● WHAT YOU WILL DO:
Rewrite the entries below as a numbered list, dropping any blank lines.

● GIVEN RECORDS:

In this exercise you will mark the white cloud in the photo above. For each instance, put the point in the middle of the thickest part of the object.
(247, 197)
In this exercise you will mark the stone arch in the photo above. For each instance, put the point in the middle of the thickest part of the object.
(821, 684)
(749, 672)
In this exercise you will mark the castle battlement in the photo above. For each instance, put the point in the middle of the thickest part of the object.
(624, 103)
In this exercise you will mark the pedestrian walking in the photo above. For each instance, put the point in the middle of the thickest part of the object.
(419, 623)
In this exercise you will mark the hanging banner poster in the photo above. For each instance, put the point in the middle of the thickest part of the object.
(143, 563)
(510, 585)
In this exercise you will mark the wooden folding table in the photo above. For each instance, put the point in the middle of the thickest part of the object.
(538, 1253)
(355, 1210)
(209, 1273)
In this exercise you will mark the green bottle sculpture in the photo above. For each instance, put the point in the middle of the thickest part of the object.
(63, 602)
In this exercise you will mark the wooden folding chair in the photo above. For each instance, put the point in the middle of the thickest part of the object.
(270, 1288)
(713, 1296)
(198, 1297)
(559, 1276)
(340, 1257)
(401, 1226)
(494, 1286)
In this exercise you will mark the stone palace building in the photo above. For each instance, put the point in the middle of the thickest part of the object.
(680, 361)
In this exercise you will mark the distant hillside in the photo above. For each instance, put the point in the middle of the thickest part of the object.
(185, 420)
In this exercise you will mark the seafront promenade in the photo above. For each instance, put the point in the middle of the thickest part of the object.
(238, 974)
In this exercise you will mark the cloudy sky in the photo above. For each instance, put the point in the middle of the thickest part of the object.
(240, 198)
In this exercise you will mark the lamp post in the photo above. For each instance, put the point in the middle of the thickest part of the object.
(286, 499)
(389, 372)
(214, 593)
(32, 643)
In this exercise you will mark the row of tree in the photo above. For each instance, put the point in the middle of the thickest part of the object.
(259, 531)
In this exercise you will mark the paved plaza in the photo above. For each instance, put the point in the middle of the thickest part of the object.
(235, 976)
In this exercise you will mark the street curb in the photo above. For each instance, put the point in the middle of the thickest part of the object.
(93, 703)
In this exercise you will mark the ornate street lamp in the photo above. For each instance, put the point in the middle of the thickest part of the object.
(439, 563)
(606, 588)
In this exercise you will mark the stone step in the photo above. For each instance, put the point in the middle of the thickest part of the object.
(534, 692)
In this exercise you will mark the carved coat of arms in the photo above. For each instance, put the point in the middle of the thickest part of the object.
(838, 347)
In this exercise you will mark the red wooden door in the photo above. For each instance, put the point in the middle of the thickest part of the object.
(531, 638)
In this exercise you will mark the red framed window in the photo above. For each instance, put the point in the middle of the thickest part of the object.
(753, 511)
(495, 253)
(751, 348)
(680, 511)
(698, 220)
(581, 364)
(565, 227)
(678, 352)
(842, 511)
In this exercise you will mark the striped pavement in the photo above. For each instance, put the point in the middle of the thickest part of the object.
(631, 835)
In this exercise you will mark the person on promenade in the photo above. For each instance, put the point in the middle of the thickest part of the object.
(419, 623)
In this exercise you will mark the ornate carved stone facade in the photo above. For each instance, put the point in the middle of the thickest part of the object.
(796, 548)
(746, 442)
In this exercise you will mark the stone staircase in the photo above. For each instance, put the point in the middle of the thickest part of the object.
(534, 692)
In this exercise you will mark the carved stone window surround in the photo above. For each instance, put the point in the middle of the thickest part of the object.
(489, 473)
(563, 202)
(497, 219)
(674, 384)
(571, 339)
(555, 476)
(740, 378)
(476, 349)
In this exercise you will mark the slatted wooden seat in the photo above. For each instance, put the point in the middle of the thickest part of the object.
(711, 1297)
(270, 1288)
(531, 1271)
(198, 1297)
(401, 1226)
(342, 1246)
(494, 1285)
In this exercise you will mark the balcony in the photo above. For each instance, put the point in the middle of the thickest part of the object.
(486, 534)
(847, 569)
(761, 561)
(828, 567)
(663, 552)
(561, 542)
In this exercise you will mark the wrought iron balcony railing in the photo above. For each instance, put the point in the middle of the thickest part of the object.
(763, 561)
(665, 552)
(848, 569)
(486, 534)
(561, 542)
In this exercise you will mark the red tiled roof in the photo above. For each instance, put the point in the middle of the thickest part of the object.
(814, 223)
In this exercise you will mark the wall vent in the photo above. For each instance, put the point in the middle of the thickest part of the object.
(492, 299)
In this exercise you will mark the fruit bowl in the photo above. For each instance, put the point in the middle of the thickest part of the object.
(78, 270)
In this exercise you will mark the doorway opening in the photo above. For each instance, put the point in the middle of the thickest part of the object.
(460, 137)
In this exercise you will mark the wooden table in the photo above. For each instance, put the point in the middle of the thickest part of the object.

● THE OUTPUT:
1. In this exercise you will mark the white cloud in the photo above. For each instance, put the point in the middle of the thickest part of the object.
2. (247, 197)
3. In this exercise you will mark the stone arch in the photo above. For each instance, put the point in the middle of the thickest part of the object.
4. (821, 684)
5. (749, 672)
6. In this exercise you will mark the castle battlement in the photo above. For each instance, put the point in the middle of the thickest part of the object.
7. (624, 103)
8. In this exercise you will mark the pedestrian walking in the photo above. For each instance, put the point in the middle of the thickest part of the object.
9. (419, 623)
10. In this exercise you will mark the hanging banner poster in the photo above. For each instance, put the point in the middle of the thickest part of the object.
11. (143, 563)
12. (510, 585)
13. In this exercise you will mark the wooden folding table in the photo above. For each instance, put the point in the middle of the thickest part of the object.
14. (538, 1253)
15. (355, 1210)
16. (209, 1273)
17. In this exercise you will mark the green bottle sculpture in the photo above. For each instance, put the point in the middle of the thickest part of the object.
18. (63, 602)
19. In this exercise you will mark the wooden folding chair in the photo above. For each instance, put the point in the middle of the thickest part of the object.
20. (270, 1288)
21. (713, 1296)
22. (198, 1297)
23. (559, 1276)
24. (340, 1257)
25. (401, 1226)
26. (494, 1286)
27. In this exercise you will mark the stone palace building in the photo above. For each instance, put the point in the middle of the thickest part of the object.
28. (680, 361)
29. In this exercise you will mark the distant hillside in the photo above. For each instance, put the point in the middle of the thickest part of the object.
30. (185, 420)
31. In this exercise you will mark the seafront promenade in the photo above. For each instance, put the point in the middle of the thickest part of the object.
32. (238, 974)
33. In this exercise you will mark the cloudy sky in the photo above. For each instance, put the point in the middle of the thickest part of the object.
34. (240, 198)
35. In this exercise you will mark the lamp post in the photo above. For each instance, put the point in the middle of the thickest part of the object.
36. (286, 499)
37. (389, 372)
38. (214, 593)
39. (32, 643)
40. In this exercise you will mark the row of tree in the photo above. For each instance, put the point in the middle of the thickest part of the object.
41. (259, 531)
42. In this exercise you will mark the paved plaza in the photo above. For each instance, put the point in the middle of the thickest part of the object.
43. (235, 976)
44. In this exercise you will mark the street curb in the photo above. For each instance, put the point in the middle of the thickest part of the object.
45. (93, 703)
46. In this exercise you will mark the ornate street lamp in the photo above. For each instance, put the point in the middle of the thickest part of the object.
47. (439, 563)
48. (606, 588)
49. In this exercise you will mark the stone step in the photo above. For each instance, put the point in the middle of the thickest part of the object.
50. (534, 692)
51. In this exercise you will mark the carved coat of arms in the photo above. For each instance, put the point in the middle of the thickest part of the object.
52. (838, 347)
53. In this exercise you will mark the red wooden door in the photo above. For each instance, put the point in the middle of the thickest part of the object.
54. (531, 638)
55. In this exercise you will mark the red framed window in the photo above. For each instance, put the point in the middle of the thickest part of the object.
56. (753, 511)
57. (495, 253)
58. (751, 348)
59. (680, 511)
60. (698, 220)
61. (581, 364)
62. (565, 227)
63. (678, 352)
64. (842, 511)
65. In this exercise you will mark the striped pavement in the photo above. For each instance, put the point in the middle of the thickest part of the object.
66. (631, 835)
67. In this exercise you will mark the person on promenade in the photo above. For each instance, put the point in the middle of the thickest part of the object.
68. (419, 623)
69. In this exercise you will mark the ornate carved stone facade in the photo above. For each instance, put the point in the middle of the thickest part of the object.
70. (796, 548)
71. (746, 442)
72. In this exercise you will mark the stone staircase in the photo above. For each instance, put the point in the middle of the thickest part of the object.
73. (534, 692)
74. In this exercise you will mark the carved stone window surround in the photo above. For each instance, put the point in the middle of the thickest part of the object.
75. (489, 473)
76. (563, 202)
77. (497, 219)
78. (674, 384)
79. (571, 339)
80. (555, 476)
81. (740, 378)
82. (476, 349)
83. In this exercise you will mark the slatted wooden seat in the photo above. For each instance, put the point in the middle of the thickest part of the object.
84. (711, 1297)
85. (270, 1288)
86. (531, 1271)
87. (198, 1297)
88. (401, 1226)
89. (342, 1246)
90. (494, 1285)
91. In this exercise you will mark the balcony in the photo above. For each instance, put the point in the middle of the thickest part of the object.
92. (486, 534)
93. (847, 569)
94. (761, 561)
95. (828, 567)
96. (663, 552)
97. (561, 542)
98. In this exercise you will mark the wrought iron balcony railing in the photo above. For each instance, put the point in the middle of the thickest part of the object.
99. (763, 561)
100. (665, 552)
101. (848, 569)
102. (486, 534)
103. (561, 542)
104. In this exercise you will mark the red tiled roof in the photo above. For each instance, put the point in the middle of the thickest part of the object.
105. (814, 223)
106. In this exercise you will mark the wall vent in the photo above. For each instance, put the point in the middle of the thickest part of the object.
107. (492, 299)
108. In this exercise you will mark the fruit bowl in the photo above. For each instance, put the point in the middle of the thickest part of the object.
109. (78, 270)
110. In this exercise you will mark the doorway opening in the photo above. For each instance, put the point in the middle of the thickest part of the object.
111. (460, 137)
112. In this exercise you will mark the wooden table in the photo above. For each instance, put the point in the middle of the thickest part of the object.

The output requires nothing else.